[Dataset rows showing where objects appear]
## Start

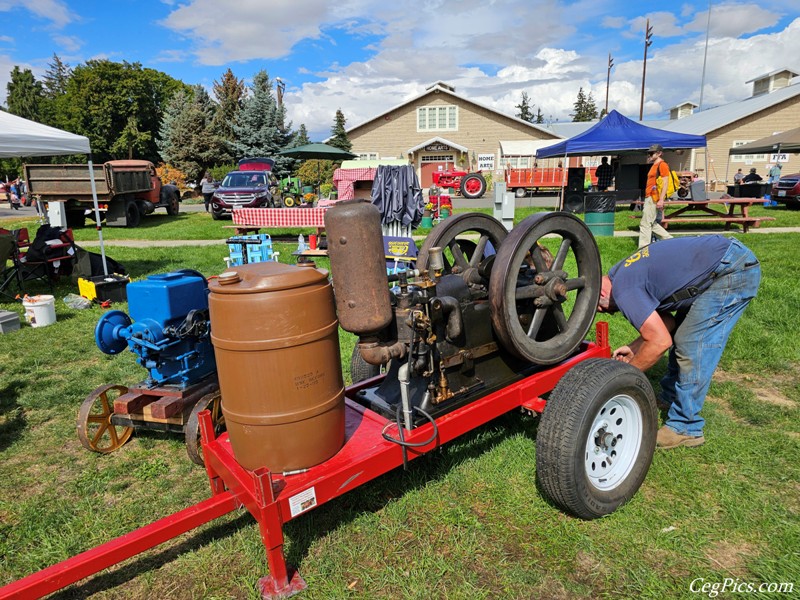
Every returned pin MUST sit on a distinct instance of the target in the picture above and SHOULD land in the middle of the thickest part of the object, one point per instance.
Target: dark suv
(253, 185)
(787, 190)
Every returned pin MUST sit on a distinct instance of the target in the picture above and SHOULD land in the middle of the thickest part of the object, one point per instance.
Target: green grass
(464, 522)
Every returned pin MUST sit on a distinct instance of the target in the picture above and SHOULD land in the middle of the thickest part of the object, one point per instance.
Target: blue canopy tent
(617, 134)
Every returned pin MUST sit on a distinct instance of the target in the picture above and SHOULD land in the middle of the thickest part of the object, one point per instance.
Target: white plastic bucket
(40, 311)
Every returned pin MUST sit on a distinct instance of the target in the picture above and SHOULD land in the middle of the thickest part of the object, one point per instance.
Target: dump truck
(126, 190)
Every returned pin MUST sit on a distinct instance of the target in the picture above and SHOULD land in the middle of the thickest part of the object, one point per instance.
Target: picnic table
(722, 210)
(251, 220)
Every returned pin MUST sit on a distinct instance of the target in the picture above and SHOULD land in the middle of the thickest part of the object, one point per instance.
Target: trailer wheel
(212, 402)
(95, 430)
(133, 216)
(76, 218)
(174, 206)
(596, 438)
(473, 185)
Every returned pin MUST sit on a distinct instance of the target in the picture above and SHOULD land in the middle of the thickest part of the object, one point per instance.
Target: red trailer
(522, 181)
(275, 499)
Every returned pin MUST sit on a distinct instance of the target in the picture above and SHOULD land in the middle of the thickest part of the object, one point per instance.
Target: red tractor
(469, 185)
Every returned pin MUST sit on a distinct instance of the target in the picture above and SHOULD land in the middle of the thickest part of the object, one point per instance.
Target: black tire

## End
## Start

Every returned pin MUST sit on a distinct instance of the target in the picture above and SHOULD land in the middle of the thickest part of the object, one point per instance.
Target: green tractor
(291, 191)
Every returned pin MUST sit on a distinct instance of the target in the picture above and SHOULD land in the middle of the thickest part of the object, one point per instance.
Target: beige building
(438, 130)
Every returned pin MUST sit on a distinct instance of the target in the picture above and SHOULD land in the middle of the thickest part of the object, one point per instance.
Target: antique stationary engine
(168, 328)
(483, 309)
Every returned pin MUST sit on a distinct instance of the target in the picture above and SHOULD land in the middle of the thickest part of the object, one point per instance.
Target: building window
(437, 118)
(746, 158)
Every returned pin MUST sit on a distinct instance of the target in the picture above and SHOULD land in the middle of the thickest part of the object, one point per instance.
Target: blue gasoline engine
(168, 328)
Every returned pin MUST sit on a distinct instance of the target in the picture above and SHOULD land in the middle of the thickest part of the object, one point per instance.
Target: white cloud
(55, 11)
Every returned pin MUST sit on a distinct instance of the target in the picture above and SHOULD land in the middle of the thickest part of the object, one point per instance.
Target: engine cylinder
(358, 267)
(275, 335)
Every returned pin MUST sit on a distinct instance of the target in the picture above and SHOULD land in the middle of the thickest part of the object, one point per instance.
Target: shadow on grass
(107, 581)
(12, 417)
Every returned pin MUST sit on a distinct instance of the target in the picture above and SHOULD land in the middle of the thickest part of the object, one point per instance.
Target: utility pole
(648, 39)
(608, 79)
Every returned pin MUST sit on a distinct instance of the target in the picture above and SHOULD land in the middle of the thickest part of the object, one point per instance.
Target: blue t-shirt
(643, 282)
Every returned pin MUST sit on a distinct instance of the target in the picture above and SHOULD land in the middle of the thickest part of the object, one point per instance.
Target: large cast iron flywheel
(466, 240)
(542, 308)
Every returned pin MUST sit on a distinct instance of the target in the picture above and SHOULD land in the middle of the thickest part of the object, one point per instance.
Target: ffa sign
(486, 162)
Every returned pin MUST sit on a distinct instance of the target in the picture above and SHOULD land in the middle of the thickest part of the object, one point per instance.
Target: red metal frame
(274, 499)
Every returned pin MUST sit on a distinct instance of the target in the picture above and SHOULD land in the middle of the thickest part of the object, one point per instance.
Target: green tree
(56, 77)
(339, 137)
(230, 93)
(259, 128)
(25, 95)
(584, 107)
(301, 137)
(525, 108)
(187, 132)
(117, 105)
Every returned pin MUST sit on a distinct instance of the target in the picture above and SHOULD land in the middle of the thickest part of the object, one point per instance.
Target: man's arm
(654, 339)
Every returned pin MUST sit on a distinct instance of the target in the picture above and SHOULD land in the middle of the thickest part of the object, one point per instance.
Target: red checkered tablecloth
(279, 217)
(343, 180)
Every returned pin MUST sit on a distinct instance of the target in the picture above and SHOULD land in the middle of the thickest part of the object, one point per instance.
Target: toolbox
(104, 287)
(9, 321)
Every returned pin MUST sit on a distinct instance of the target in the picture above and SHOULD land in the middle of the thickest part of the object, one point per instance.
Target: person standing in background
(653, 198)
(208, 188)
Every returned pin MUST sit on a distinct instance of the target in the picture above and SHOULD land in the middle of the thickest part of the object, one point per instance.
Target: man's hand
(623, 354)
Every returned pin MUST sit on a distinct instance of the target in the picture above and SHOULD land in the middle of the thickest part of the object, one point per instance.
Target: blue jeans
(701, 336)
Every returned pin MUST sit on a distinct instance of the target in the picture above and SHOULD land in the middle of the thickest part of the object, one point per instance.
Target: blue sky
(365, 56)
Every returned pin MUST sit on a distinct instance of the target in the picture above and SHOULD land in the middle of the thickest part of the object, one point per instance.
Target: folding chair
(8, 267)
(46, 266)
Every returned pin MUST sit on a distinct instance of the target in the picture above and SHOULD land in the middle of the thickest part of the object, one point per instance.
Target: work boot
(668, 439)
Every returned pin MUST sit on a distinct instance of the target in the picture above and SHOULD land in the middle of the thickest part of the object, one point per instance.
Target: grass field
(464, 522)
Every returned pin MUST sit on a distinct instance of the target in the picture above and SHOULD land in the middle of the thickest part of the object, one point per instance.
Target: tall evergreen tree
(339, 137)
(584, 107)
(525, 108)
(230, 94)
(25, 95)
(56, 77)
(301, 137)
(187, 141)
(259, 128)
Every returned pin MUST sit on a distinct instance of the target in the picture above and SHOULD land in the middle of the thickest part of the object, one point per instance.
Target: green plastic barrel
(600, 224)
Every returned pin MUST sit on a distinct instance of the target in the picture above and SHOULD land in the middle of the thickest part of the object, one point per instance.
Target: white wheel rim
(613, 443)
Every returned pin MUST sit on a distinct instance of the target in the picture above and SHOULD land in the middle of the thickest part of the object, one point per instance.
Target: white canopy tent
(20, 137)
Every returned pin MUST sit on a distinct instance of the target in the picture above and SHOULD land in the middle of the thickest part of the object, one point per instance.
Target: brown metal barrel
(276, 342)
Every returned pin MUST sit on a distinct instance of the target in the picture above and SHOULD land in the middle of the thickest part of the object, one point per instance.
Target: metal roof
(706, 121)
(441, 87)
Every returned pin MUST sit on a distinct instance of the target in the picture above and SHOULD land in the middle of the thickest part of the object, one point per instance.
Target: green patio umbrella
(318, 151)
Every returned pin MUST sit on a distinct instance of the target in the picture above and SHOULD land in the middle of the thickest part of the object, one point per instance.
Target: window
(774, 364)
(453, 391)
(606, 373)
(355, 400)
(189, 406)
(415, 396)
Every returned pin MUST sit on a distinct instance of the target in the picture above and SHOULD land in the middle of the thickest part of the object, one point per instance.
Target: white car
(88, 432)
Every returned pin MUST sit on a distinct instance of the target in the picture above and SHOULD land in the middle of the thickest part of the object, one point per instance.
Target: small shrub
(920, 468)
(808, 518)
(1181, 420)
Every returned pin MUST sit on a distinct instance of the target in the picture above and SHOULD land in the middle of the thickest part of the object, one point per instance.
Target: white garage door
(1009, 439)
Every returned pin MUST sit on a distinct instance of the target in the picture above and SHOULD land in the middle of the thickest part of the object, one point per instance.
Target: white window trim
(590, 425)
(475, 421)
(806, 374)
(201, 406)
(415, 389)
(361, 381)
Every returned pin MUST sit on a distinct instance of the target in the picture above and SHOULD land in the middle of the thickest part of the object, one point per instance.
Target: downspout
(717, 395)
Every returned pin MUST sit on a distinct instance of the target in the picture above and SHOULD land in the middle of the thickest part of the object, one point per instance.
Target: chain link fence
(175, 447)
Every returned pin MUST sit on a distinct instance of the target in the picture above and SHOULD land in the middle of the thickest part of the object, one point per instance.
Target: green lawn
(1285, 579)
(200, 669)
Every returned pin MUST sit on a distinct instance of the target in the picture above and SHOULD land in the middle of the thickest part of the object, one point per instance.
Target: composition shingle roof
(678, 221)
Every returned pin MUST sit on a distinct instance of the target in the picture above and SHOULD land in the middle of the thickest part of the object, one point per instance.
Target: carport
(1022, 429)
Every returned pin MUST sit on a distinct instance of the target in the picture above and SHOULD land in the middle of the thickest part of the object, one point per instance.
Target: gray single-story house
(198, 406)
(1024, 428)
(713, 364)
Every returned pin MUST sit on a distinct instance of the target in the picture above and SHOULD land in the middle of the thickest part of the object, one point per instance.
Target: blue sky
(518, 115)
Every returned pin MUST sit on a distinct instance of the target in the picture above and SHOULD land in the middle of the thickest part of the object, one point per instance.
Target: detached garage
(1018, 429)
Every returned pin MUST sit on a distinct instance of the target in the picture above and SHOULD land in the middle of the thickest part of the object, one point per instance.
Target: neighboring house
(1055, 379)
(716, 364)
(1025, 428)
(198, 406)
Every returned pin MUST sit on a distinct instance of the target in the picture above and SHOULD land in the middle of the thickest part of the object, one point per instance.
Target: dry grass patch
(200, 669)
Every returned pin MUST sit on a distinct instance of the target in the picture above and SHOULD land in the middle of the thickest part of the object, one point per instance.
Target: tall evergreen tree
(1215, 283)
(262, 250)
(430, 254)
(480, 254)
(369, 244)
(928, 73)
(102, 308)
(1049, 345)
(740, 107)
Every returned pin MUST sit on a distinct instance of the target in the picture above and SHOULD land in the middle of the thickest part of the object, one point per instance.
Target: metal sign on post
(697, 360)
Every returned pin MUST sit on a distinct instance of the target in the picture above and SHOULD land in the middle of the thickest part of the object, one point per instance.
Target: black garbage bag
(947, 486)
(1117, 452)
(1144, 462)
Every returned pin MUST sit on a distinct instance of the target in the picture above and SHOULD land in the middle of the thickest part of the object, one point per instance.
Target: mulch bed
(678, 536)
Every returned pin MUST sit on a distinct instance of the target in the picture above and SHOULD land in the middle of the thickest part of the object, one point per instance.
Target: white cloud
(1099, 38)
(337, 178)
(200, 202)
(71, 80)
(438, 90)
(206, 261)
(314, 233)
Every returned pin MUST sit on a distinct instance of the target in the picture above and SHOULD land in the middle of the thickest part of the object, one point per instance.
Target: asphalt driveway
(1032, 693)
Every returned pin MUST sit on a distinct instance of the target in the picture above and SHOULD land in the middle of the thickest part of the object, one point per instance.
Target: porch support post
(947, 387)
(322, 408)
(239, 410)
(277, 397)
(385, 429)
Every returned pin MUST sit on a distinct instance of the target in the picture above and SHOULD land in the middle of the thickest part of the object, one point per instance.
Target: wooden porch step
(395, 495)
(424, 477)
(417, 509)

## End

◆ **EXERCISE TASK**
Gather every line in the entries above that contains the word "blue", treating case as significant.

◆ **OUTPUT BELOW**
Target: blue canopy tent
Target: blue gasoline engine
Target: blue t-shirt
Target: blue jeans
Target: blue sky
Target: blue sky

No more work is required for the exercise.